__Written problem 1__
According to the Simmons family passage, what did Simmons call his home?

__Extract to read__
In 1981 Simmons and his family
fled town when he was reported for having sex with
his daughter. He was seen giving her more than
friendly kisses good-bye each morning and eventually
she admitted to a school Counselor she was pregnant
with his baby. Charges were filed, but eventually
dropped as the Simmons family disappeared.
Almost a year later, they
surfaced in Dover, Arkansas. Some 15 miles outside
town, in a remote and densely wooded area, at the
end of a rutted, red-clay drive, two old mobile
homes were joined together and barricaded like a
fortress with cinder blocks and barbed wire. For
Simmons and his family - this was his Kingdom, and
he was the King. Simmons called his Castle of
squalor, "Mockingbird Hill".

__Data lines__
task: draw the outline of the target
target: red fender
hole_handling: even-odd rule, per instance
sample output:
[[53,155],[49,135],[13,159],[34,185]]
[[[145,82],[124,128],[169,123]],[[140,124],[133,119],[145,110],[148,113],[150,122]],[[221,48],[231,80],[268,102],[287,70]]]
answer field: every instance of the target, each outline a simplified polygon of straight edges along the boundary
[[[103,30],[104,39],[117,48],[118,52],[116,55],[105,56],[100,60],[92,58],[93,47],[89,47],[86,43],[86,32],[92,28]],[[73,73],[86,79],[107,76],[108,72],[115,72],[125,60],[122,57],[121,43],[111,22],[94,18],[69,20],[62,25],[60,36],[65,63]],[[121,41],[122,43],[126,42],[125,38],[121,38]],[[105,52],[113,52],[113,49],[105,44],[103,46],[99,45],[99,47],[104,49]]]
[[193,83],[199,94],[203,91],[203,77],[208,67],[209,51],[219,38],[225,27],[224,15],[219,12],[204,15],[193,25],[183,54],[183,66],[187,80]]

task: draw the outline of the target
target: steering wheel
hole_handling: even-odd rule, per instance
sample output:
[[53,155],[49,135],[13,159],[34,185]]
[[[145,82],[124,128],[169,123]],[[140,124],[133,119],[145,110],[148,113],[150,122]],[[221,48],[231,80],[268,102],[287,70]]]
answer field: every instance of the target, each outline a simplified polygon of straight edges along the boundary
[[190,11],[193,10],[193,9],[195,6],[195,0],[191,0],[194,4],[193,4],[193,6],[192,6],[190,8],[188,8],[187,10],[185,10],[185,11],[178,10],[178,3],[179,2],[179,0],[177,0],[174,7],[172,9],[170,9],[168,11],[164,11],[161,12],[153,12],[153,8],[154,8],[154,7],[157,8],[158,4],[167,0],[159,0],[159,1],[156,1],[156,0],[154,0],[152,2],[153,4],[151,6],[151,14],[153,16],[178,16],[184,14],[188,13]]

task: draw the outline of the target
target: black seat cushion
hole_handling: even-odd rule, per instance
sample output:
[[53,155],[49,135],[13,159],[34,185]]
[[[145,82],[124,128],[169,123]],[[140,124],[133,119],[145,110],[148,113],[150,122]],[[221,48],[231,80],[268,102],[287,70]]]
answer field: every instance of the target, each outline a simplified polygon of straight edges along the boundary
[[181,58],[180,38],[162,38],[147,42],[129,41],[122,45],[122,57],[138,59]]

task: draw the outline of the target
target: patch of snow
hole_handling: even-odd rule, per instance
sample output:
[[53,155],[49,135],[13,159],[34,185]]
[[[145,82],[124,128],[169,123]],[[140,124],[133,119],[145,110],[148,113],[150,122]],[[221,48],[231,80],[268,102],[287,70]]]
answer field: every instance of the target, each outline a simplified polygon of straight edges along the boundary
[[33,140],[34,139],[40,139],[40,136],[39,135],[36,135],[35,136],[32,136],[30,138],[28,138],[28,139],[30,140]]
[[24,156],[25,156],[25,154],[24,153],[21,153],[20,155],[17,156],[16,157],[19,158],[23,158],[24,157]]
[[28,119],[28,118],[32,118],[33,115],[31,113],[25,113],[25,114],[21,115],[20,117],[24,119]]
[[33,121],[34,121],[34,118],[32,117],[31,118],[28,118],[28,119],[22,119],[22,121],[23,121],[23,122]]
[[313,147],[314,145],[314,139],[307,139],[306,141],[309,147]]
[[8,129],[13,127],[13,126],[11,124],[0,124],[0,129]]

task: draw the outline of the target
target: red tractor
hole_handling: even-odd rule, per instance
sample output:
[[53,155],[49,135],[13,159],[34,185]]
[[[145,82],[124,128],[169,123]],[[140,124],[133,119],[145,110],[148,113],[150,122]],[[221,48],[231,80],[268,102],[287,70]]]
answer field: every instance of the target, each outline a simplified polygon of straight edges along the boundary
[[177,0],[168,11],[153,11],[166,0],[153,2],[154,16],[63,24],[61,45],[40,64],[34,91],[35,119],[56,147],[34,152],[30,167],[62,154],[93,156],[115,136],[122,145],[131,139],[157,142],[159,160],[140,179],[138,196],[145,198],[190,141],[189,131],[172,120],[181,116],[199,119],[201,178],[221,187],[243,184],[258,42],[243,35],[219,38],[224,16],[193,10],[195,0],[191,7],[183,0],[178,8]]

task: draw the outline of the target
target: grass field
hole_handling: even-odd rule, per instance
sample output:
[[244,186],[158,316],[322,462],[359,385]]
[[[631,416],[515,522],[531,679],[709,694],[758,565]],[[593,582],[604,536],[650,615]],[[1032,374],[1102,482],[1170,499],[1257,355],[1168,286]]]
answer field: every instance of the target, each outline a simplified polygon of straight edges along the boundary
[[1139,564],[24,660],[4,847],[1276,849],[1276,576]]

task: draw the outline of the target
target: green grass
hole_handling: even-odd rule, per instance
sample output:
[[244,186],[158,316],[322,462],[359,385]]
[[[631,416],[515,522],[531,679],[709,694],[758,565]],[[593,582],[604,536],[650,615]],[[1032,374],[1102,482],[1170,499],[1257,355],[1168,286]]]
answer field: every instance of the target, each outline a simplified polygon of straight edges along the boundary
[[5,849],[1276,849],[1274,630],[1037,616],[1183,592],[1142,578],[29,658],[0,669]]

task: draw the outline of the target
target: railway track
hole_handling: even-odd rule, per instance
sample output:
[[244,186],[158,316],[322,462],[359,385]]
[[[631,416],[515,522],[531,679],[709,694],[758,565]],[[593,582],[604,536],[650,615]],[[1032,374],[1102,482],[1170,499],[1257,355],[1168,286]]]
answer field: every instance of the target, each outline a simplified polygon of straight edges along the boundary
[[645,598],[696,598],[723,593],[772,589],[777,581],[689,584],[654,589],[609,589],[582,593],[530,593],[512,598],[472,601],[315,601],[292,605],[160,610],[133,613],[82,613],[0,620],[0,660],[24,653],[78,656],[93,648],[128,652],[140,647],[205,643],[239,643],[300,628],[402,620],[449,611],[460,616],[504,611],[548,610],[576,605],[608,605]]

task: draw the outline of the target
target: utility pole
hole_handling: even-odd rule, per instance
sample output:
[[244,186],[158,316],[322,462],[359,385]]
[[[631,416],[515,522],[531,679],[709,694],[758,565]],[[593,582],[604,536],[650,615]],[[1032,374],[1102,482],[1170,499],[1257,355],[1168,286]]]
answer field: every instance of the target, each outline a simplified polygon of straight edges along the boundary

__Written problem 2__
In the records above, find and copy every line that contains the string "grass".

__Problem solution 1__
Mockingbird Hill

__Problem solution 2__
target: grass field
target: green grass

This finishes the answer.